### What the task requires
Each line below should be copied exactly as it stands.
Input data Start Marker
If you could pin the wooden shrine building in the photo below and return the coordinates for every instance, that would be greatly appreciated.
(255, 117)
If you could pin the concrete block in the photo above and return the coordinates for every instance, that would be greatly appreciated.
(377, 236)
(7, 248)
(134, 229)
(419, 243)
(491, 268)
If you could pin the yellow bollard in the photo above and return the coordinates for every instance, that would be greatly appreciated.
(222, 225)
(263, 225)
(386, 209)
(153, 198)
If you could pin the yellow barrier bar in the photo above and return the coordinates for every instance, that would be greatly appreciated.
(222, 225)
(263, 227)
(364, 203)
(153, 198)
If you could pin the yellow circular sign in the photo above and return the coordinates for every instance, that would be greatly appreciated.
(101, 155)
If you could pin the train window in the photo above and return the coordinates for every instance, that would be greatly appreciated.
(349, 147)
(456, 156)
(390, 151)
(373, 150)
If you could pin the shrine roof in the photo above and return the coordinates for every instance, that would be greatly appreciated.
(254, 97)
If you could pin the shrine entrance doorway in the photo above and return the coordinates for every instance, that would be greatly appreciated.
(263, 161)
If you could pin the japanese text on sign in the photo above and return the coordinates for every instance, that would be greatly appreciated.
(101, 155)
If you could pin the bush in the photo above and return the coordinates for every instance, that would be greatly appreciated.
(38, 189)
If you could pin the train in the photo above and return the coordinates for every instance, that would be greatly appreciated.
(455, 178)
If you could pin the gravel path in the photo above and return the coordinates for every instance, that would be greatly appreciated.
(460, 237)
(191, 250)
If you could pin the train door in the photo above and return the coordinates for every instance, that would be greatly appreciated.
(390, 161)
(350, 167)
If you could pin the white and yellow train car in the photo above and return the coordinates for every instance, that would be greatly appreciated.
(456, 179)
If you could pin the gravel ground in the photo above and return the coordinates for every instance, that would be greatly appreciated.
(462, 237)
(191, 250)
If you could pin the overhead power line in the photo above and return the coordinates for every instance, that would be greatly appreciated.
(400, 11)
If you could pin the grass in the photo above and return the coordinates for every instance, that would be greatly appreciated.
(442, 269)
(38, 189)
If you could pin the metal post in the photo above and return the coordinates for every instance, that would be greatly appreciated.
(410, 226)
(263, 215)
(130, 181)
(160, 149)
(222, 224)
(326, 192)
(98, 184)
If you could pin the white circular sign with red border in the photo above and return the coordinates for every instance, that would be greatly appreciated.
Input data End Marker
### Task result
If you could pin the wooden shrine building in the photo below and return the coordinates for every instance, that would be greatly appreciated.
(255, 117)
If you could pin the concrete block in the photo above and return the coordinates for every instance, that would be greatly appreciated.
(377, 236)
(7, 248)
(134, 229)
(419, 243)
(491, 268)
If you could pin the yellow bollard in the photo above and return the coordinates for every instance, that would be greatly appreciated.
(222, 225)
(263, 225)
(386, 209)
(153, 198)
If you could pin the yellow barrier bar in the photo above and return the coordinates for every instance, that would be greatly appreciated.
(222, 225)
(263, 227)
(364, 203)
(153, 198)
If you could pin the yellow circular sign in the photo above and return the coordinates for every instance, that would be greatly appreciated.
(101, 155)
If you could pin the train window in the photo above and return the coordinates for every instance, that would be greatly appreciated.
(349, 147)
(456, 156)
(390, 151)
(373, 150)
If you could pin the shrine roof in the photo above and return the coordinates for every instance, that would be greatly appreciated.
(254, 97)
If you could pin the shrine entrance doorway in the photo above and return the coordinates for every instance, that would be greatly appreciated.
(263, 161)
If you could pin the japanese text on sign in the photo above and return the coordinates for every instance, that would be greatly appreciated.
(101, 155)
If you could pin the bush in the photo above and return the coordinates for every instance, that would be greatly appreciated.
(38, 189)
If you could pin the train in the photo above and return the coordinates for every instance, that would be greatly appreciated.
(455, 178)
If you could pin the gravel path in the photo above and return the coordinates for every instance, that would be greatly appreciated.
(460, 237)
(191, 250)
If you could pin the train door in the photo above and return the coordinates for every instance, that would be greatly appreciated.
(390, 161)
(350, 167)
If you could pin the white and yellow train car in the photo above and return the coordinates for every instance, that would be greatly appreciated.
(456, 179)
If you could pin the gravel ground in the photo above and return the coordinates for every instance, that would be greatly appreciated.
(462, 237)
(191, 250)
If you could pin the overhead power line in the photo above and return the coordinates for every instance, that would be greatly appreciated.
(400, 11)
If you could pin the grass in the photo above and return the coordinates for every instance, that would be greatly appreciated.
(442, 269)
(38, 189)
If you could pin the metal post in the photo above and return the coordinates for every instance, that would be greatly appreciated.
(410, 226)
(263, 215)
(130, 181)
(160, 149)
(222, 224)
(326, 192)
(98, 184)
If you could pin the white circular sign with red border in the photo above and return the coordinates for every instance, that would be greatly appreciated.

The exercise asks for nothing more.